=== Extracted text ===

The environment of the Colca Valley region is nearly ideal for full-coverage survey methods, given the fact that alluviation is very localized and surficial visibility is excellent during the dry season (May-November). Sites destroyed by the construction of agricultural terraces on the slopes of the valley, and by modern settlements (reducciones) represent the principal exceptions to this rule. While the deep fill and slope modification effected by the construction of valley side terraces necessarily buries the cultural features originally present on the original surface, it is expected that the quantity and size of sites lost by terrace construction is minimal, given the fact that such valley side terraces were built to facilitate irrigation, deepen soils, and control erosion along slopes that are so steep as to be otherwise incultivible (Treacy and Denevan 1994).
Within the project, it has been important to consistently delineate criteria for what constitutes a "site," given the fact that the entire valley could be considered a low density concentration of archaeological material. Thus, "site" is defined as a marked increase in concentration of ceramic, lithic or other cultural material in a discrete area. In this way, the survey focuses on discrete habitational, mortuary, and other special function sites. Also, in order to further ensure consistent criteria of site identification in the field, discrete concentrations of cultural material located more than 100 meters apart are considered separate sites.
II. Methodological objectives
The following constitute the principal project field objectives:
1) Locate, describe, and preliminarily date all settlements, mortuary sites, special function sites, and other cultural features visible on the surface within the survey area.
2) Locate and describe infrastructural features such as hydraulic features and transportation routes.
3) Locate and describe special resources, such as obsidian sources for stone tool manufacture or clay for ceramic production.
4) Create large-scale maps at selected sites with well-preserved architectonic remains.

===

### Required tasks:
A) In the Colca Valley survey text, how far apart must discrete concentrations of cultural material be to count as separate sites?
B) Do these statements agree with the Colca Valley survey text? Answer yes or no for each, quoting the deciding words. (i) Surface visibility in the valley is excellent during the dry season, which runs from May to November. (ii) The number of sites lost to terrace construction is expected to be large. (iii) The survey focuses only on mortuary sites.
C) Extend the Colca Valley survey text beyond its last line.
The records have nothing to do with the Colca Valley survey text.

=== Recorded data ===

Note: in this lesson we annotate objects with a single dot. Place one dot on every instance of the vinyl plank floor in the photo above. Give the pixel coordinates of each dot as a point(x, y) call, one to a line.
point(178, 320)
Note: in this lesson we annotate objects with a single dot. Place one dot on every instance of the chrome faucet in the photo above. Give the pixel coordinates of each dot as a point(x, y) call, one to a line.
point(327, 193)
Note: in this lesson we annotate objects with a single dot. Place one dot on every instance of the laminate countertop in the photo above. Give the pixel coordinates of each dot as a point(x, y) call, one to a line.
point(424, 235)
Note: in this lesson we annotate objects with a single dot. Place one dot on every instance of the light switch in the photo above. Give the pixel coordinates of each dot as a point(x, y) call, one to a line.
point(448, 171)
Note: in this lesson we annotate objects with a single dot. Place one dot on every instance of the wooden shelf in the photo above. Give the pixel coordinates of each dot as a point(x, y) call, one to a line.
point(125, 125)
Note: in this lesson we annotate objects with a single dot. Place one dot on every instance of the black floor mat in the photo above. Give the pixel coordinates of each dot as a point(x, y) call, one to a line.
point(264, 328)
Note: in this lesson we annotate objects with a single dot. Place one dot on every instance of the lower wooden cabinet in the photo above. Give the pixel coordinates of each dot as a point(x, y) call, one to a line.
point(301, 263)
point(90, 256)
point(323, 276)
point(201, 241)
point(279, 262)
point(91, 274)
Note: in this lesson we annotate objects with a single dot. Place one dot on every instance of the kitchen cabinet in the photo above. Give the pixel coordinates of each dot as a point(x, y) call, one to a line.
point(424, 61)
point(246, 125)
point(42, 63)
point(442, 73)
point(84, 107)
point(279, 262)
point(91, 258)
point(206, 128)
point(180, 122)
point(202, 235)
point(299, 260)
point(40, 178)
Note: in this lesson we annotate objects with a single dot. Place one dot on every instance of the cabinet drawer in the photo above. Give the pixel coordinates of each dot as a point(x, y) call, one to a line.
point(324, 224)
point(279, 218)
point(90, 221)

===

### Responses to the exercise:
A) More than 100 meters apart.

B)
(i) Yes: "surficial visibility is excellent during the dry season (May-November)"
(ii) No: "it is expected that the quantity and size of sites lost by terrace construction is minimal"
(iii) No: "the survey focuses on discrete habitational, mortuary, and other special function sites"

C)
III. Field Methods
Following the methods delineated by Feinman et a. (1985), Wilson (1988), Blanton et al. (1982:6-10), and Stanish (1982:6-10), we are carrying in the field sections of printed, digitized copies of airphotos of the zone at 1:5000 scale, along with copies of Ministry of Agriculture and National Geographic Institute topographic maps of the area enlarged to the same scale. The survey crew is spaced 25 to 100 meters (according to context and local terrain) and walks in transects, searching the soil surface for artifactual concentrations or other cultural features. Transects are walked until the survey limit or sector limit are reached, thus systematically covering all of the survey area. We are also registering the location of sites with a GPS receiver, in conjuction with AUTOCAD and other software (specifically, Fugawi moving map software and Golden Software's Surfer) installed on a portable PC. The use of the GPS receiver and associated software will also facilitate various forms of spatial analysis after fieldwork is completed. Site elevations are determined using the GPS point location on the topographic map.
Once a site is identified, the crew rejoins for completing detailed site report forms, and for collecting a representative sample of diagnostic cultural material from the surface. Site and/or component limits (as surficially evident) are also noted. At selected sites, we have created detailed architectural and contextual maps. If discrete temporal components are no distinguishible, artifact collections are made using arbitrary sectors or by architectural units (denoted on the site map). Pertinent contextual information (e.g. building wall fill vs. soil surface) are always noted in order to provide a measure of provenience resolution.